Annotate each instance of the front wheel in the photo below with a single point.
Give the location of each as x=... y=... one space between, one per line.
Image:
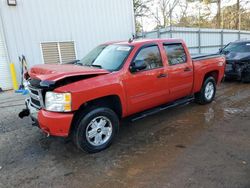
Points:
x=96 y=130
x=207 y=93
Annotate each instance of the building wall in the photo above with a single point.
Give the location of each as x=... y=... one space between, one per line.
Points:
x=87 y=22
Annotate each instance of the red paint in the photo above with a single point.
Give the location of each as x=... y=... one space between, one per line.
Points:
x=137 y=92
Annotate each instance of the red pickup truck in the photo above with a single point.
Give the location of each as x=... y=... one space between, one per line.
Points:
x=87 y=98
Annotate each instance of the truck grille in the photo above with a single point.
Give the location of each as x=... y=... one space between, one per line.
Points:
x=36 y=98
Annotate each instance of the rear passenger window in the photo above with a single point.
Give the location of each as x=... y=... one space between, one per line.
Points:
x=150 y=56
x=176 y=54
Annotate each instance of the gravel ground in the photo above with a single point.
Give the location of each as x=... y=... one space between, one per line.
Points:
x=188 y=146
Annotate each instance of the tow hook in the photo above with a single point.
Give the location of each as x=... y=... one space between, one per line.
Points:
x=24 y=113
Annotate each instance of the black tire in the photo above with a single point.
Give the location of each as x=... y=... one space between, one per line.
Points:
x=79 y=131
x=201 y=97
x=245 y=76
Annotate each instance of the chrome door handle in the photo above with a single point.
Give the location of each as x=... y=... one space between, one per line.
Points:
x=187 y=69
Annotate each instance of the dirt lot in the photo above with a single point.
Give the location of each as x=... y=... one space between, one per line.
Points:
x=188 y=146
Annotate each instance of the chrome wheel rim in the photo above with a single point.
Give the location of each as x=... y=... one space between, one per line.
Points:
x=99 y=131
x=209 y=91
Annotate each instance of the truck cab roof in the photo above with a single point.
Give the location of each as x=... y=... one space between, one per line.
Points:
x=140 y=42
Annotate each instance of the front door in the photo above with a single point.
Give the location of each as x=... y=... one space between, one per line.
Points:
x=180 y=71
x=148 y=87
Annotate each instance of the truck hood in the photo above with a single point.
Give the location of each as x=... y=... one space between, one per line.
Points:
x=58 y=72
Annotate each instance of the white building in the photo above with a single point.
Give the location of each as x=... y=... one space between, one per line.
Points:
x=56 y=31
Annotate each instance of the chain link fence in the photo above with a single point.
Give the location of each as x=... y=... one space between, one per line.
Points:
x=199 y=40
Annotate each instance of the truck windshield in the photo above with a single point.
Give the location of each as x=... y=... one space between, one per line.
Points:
x=109 y=57
x=237 y=47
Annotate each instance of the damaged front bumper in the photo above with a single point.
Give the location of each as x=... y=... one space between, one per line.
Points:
x=51 y=123
x=30 y=111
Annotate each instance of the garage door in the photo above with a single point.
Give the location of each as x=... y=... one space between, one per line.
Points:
x=5 y=80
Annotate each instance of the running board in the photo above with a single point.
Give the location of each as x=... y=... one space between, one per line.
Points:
x=183 y=101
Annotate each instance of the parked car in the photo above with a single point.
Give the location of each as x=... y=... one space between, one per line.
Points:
x=87 y=99
x=237 y=60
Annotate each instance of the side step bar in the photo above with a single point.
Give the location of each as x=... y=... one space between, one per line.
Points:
x=183 y=101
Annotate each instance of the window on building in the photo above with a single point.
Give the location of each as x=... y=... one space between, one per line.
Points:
x=58 y=52
x=176 y=54
x=151 y=56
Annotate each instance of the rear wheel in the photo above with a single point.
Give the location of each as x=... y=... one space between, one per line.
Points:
x=96 y=130
x=207 y=93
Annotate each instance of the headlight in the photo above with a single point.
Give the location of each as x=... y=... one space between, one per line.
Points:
x=58 y=102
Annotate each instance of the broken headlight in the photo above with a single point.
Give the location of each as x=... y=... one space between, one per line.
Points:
x=58 y=102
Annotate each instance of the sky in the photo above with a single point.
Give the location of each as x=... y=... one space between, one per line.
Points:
x=149 y=23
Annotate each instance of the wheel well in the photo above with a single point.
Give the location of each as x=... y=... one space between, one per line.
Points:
x=214 y=74
x=112 y=101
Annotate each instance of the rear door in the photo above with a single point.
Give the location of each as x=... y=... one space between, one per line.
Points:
x=147 y=88
x=180 y=70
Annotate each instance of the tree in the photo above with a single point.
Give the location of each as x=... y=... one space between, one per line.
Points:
x=218 y=14
x=141 y=9
x=164 y=15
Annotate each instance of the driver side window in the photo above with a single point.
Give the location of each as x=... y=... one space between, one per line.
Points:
x=150 y=56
•••••
■ Directions: Write out all the entries exactly, except for the pictures.

■ Output below:
Annotate each instance of the front wheel in the photo below with a single point.
Give the location of each as x=... y=... one space between, one per line.
Image:
Points:
x=96 y=130
x=207 y=93
Annotate each instance of the building wall in the photo above with a single point.
Give the location of each as x=... y=... one space between, one per line.
Points:
x=87 y=22
Annotate each instance of the red paint in the photo above with a single point.
Give the location of each as x=... y=... one space between, one per line.
Points:
x=137 y=92
Annotate each instance of the red pickup truck in the photo above with a single point.
Give the location of each as x=... y=... one space between, one per line.
Points:
x=87 y=98
Annotate each instance of the truck grille in the photo above with a single point.
Give the location of each as x=... y=... one space between, one per line.
Points:
x=36 y=98
Annotate each instance of the rear passenger window in the photo above with a single point.
Give the location of each as x=... y=... one space between, one per line.
Points:
x=150 y=56
x=176 y=54
Annotate each instance of the gravel ground in the photo above with a single point.
Give the location of each as x=... y=... one space between, one per line.
Points:
x=188 y=146
Annotate each instance of the tow hook in the photo above with a single point.
Give the location of each as x=... y=... one space between, one per line.
Points:
x=24 y=113
Annotate each instance of the black tire in the photo above with a single point.
Give the location of each as x=... y=... one space between, one per line.
Points:
x=79 y=131
x=201 y=97
x=245 y=76
Annotate each instance of the chrome door handle in the photo above with a single point.
Give the location of each as x=... y=... one space between, one per line.
Points:
x=187 y=69
Annotate each instance of the dirt lot in the photo above with a single point.
Give the location of each as x=... y=... one space between, one per line.
Points:
x=188 y=146
Annotate each instance of the chrome wheel rim in the photo above with a single point.
Give the location of each as x=... y=... one space between, one per line.
Points:
x=99 y=131
x=209 y=91
Annotate each instance of the truck cab roof in the photo above with a single point.
Give the location of each as x=... y=... one space between, one per line.
Points:
x=140 y=42
Annotate each instance of the front door in the photo above with a single point.
Give the location of each as x=... y=... one space between, one per line.
Points:
x=180 y=71
x=148 y=87
Annotate each instance of the truck hood in the photo above with a single point.
Give the location of each as x=... y=... one space between, one per line.
Points:
x=58 y=72
Annotate each instance of the white building in the photo above with a single point.
Give the location of each as x=... y=... one space between, one per line.
Points:
x=56 y=31
Annotate each instance of the chain link fence in the photo above with a single point.
Give the location of each as x=... y=... one space between, one per line.
Points:
x=199 y=40
Annotate each instance of the truck windshield in the photo above with a single point.
Give the location of each as x=... y=... one space between, one per line.
Points:
x=109 y=57
x=237 y=47
Annotate each instance of the damaged front bumper in the photo above with a single point.
Give the location of each as x=... y=... one space between, one per line.
Points:
x=51 y=123
x=30 y=111
Annotate each instance of the garage door in the photo above with a single point.
Give the location of each as x=... y=... one space between, one per line.
Points:
x=5 y=80
Annotate each instance of the running board in the photo above with a single point.
Give the location of each as x=... y=... one space between, one per line.
Points:
x=183 y=101
Annotate each instance of the parked car in the photo above with a single point.
Give the location of each as x=... y=... one space between, one per line.
Points:
x=87 y=99
x=237 y=60
Annotate each instance of the side step bar in the photo above with a single point.
Give the location of each as x=... y=... one space between, one per line.
Points:
x=183 y=101
Annotate each instance of the window on building in the photo above with a single point.
Give the location of each as x=... y=... one space between, one per line.
Points:
x=58 y=52
x=176 y=54
x=151 y=56
Annotate each instance of the rear wheel in the photo above with a single point.
Give the location of each as x=... y=... one space between, one per line.
Points:
x=96 y=130
x=207 y=93
Annotate each instance of the headlight in the photo above with a single point.
Give the location of each as x=... y=... one space between, one per line.
Points:
x=58 y=102
Annotate each instance of the broken headlight in the photo above with a single point.
Give the location of each as x=... y=... one space between, one per line.
Points:
x=58 y=102
Annotate each instance of the sky in the photo above with a single point.
Give the location of each as x=... y=... one space between, one per line.
Points:
x=149 y=23
Annotate each instance of the wheel well in the photo above with a single point.
Give the location of each as x=... y=... one space between, one per line.
Points:
x=214 y=74
x=112 y=101
Annotate each instance of the rear door in the photo above with a single point.
Give the location of each as x=... y=... one space between, one per line.
Points:
x=147 y=88
x=180 y=70
Annotate each instance of the tree in the photo above with a single point.
Give the location of each as x=... y=... one space between, one per line.
Points:
x=218 y=14
x=141 y=9
x=164 y=15
Annotate each instance of the driver side window in the photo above with a single point.
Give the location of each as x=... y=... one space between, one per line.
Points:
x=150 y=56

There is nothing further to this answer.